WHAT TO WORK ON -
Please set down every entry below exactly as given.

TASK INPUT -
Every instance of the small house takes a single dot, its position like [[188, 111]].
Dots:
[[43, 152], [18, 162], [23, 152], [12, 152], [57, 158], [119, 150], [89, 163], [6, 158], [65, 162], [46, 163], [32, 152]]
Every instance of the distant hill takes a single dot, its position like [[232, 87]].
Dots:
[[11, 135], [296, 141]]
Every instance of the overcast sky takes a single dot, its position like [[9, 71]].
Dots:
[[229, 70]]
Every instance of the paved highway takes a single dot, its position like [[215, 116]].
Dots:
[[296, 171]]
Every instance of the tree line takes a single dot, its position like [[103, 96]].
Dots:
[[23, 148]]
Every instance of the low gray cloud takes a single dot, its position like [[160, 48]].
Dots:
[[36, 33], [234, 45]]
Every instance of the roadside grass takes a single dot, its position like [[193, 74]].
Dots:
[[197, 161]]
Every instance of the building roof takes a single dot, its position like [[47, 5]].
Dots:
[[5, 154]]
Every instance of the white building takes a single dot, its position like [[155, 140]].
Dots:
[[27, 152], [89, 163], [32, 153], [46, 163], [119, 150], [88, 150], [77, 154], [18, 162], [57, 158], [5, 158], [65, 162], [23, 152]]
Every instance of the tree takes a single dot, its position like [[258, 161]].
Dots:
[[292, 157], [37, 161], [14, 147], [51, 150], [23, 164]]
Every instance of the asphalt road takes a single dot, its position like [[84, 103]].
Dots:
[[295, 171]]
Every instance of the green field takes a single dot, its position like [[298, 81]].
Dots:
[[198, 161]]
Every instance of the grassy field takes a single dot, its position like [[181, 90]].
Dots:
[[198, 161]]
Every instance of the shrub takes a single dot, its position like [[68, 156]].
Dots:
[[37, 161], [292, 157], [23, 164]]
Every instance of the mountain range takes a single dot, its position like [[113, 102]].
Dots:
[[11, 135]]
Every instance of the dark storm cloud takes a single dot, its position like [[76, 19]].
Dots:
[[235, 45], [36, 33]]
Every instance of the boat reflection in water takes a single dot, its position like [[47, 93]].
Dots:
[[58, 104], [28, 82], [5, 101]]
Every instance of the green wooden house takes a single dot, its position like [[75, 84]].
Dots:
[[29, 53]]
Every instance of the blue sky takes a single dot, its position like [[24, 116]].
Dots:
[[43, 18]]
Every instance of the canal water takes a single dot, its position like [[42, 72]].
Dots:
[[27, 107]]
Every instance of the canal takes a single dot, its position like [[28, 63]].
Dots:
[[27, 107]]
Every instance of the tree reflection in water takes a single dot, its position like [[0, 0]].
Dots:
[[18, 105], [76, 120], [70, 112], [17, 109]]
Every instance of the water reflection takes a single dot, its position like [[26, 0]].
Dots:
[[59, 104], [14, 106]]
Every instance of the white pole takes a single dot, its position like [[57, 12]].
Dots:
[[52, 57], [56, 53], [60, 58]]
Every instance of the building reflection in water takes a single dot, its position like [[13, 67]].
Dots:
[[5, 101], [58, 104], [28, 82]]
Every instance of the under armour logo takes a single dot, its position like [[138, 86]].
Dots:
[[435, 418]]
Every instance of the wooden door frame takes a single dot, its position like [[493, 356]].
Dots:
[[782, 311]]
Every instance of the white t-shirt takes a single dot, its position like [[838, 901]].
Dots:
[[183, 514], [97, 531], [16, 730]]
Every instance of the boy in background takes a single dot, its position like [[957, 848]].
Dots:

TASK RESPONSE -
Every instance of the small house takes a single dot, its position like [[188, 111]].
Dots:
[[43, 152], [18, 162], [23, 152], [12, 152], [57, 158], [119, 150], [89, 163], [6, 158], [65, 162], [46, 163], [32, 152]]
Every instance of the distant hill takes a single dot, its position like [[232, 87]].
Dots:
[[11, 135], [296, 141]]
Every instance of the overcast sky takes a single dot, its position like [[9, 71]].
Dots:
[[229, 70]]
Every instance of the paved highway takes a single dot, its position like [[215, 116]].
Dots:
[[296, 171]]
Every instance of the tree line takes a single dot, its position like [[103, 96]].
Dots:
[[23, 148]]
Every instance of the low gray cloud takes a single dot, its position like [[160, 48]].
Dots:
[[36, 33], [234, 45]]
Every instance of the roadside grass takes a single dot, its position like [[193, 74]].
Dots:
[[197, 161]]
Every instance of the building roof takes a single dot, its position like [[47, 5]].
Dots:
[[5, 154]]
Every instance of the white building takes a single dot, its position like [[155, 140]].
Dots:
[[27, 152], [89, 163], [32, 153], [46, 163], [119, 150], [88, 150], [77, 154], [18, 162], [57, 158], [5, 158], [65, 162], [23, 152]]
Every instance of the tree takes a single dot, its position like [[258, 161]].
Dots:
[[292, 157], [37, 161], [14, 147], [51, 150], [23, 164]]
Every instance of the asphalt road takes a single dot, its position like [[84, 103]].
Dots:
[[295, 171]]
Every instance of the green field takes a single dot, its position like [[298, 81]].
Dots:
[[198, 161]]
Every instance of the grassy field takes a single dot, its position like [[181, 90]].
Dots:
[[198, 161]]
Every instance of the shrub takes a single dot, its position like [[68, 156]].
Dots:
[[37, 161], [292, 157], [23, 164]]
Every instance of the mountain range takes a single dot, its position like [[113, 102]].
Dots:
[[11, 135]]
Every instance of the dark storm cloud takes a single dot, its position like [[76, 19]].
Dots:
[[235, 45], [36, 33]]
Every instance of the boat reflection in water takes a single dot, its position like [[47, 93]].
Dots:
[[58, 104], [28, 82], [5, 101]]
Every instance of the green wooden house takes a single dot, its position like [[75, 84]].
Dots:
[[29, 53]]
Every instance of the blue sky takes a single dot, its position like [[24, 116]].
Dots:
[[43, 18]]
Every instance of the canal water takes a single dot, its position like [[42, 72]].
Dots:
[[27, 107]]
Every instance of the canal takes a single dot, its position like [[28, 63]].
Dots:
[[27, 107]]
Every instance of the tree reflection in water takes a single dot, its position like [[0, 0]].
Dots:
[[18, 105], [76, 120], [70, 112], [17, 109]]
Every instance of the water reflection takes a single dot, its position like [[26, 0]].
Dots:
[[59, 104], [14, 106]]
Every instance of the white pole takes a single dot, its position like [[57, 12]].
Dots:
[[52, 57], [56, 53], [60, 58]]
Every instance of the building reflection in water takes a single dot, its position like [[13, 67]].
Dots:
[[5, 101], [58, 104], [28, 82]]
Every instance of the under armour logo takes a single dot, its position like [[138, 86]].
Dots:
[[435, 418]]
Every instance of the wooden door frame takes a single dot, its position like [[493, 356]].
Dots:
[[782, 311]]
Every instance of the white t-shirt takes a single dot, its position like [[838, 901]].
Dots:
[[183, 514], [97, 531], [16, 730]]
Every instance of the boy in background takes a single dot, its position like [[957, 848]].
Dots:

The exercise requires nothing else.